* Required work *
Please transcribe every record below exactly as it appears.
________
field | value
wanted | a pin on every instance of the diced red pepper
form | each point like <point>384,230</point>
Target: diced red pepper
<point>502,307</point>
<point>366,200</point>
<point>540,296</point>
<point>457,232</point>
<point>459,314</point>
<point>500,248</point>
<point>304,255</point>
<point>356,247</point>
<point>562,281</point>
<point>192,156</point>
________
* Exercise solution *
field | value
wanted | a pin on every instance of the diced red pepper
form | each point like <point>384,230</point>
Target: diced red pepper
<point>502,307</point>
<point>366,200</point>
<point>540,296</point>
<point>457,232</point>
<point>459,314</point>
<point>500,248</point>
<point>304,255</point>
<point>356,247</point>
<point>562,281</point>
<point>192,156</point>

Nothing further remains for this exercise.